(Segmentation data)
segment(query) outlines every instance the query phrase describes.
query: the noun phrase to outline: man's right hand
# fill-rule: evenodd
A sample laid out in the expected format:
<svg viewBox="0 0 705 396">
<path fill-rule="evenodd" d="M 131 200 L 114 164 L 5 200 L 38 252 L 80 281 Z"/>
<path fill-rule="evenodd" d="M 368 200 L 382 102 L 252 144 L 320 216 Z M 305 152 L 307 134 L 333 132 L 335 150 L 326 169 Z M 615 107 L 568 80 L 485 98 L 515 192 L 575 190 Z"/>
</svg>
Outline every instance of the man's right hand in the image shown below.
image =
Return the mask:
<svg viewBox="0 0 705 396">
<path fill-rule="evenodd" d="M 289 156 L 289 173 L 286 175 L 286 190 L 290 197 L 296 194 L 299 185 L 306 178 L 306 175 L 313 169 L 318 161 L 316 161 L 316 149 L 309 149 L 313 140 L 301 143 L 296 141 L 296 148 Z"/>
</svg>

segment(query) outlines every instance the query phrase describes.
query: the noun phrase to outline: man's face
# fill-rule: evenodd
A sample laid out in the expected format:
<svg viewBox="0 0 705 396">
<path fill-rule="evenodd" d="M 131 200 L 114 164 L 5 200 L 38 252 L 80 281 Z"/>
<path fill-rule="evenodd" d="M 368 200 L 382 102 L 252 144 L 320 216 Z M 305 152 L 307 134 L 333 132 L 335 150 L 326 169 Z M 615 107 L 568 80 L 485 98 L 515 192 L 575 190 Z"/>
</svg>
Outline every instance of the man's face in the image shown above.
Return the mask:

• Problem to solve
Reproduce every line of the data above without any change.

• Result below
segment(query) outlines every instance the query phrase describes.
query: the noun phrase to outline: man's right hand
# fill-rule: evenodd
A sample laid out in the expected format:
<svg viewBox="0 0 705 396">
<path fill-rule="evenodd" d="M 131 200 L 114 164 L 5 200 L 38 252 L 80 281 Z"/>
<path fill-rule="evenodd" d="M 368 200 L 382 102 L 252 144 L 320 216 Z M 305 152 L 307 134 L 333 132 L 335 150 L 326 169 Z M 615 107 L 568 80 L 485 98 L 515 192 L 575 190 Z"/>
</svg>
Outline every instance of the man's right hand in the image shown below.
image =
Return the mask:
<svg viewBox="0 0 705 396">
<path fill-rule="evenodd" d="M 289 156 L 289 173 L 286 175 L 286 190 L 290 197 L 296 194 L 299 185 L 306 178 L 306 175 L 313 169 L 318 161 L 316 161 L 316 149 L 309 149 L 313 140 L 301 143 L 296 141 L 296 148 Z"/>
</svg>

segment(query) outlines every instance the query phrase describes.
query: the noun phrase to outline: man's face
# fill-rule: evenodd
A sample laid out in the expected format:
<svg viewBox="0 0 705 396">
<path fill-rule="evenodd" d="M 131 200 L 114 164 L 5 200 L 38 252 L 80 281 Z"/>
<path fill-rule="evenodd" d="M 368 200 L 382 102 L 252 144 L 320 216 Z M 305 152 L 307 134 L 333 132 L 335 150 L 326 169 Z M 615 107 L 568 80 L 485 98 L 515 192 L 575 190 Z"/>
</svg>
Outline every instance of the man's face in the image shown above.
Return the mask:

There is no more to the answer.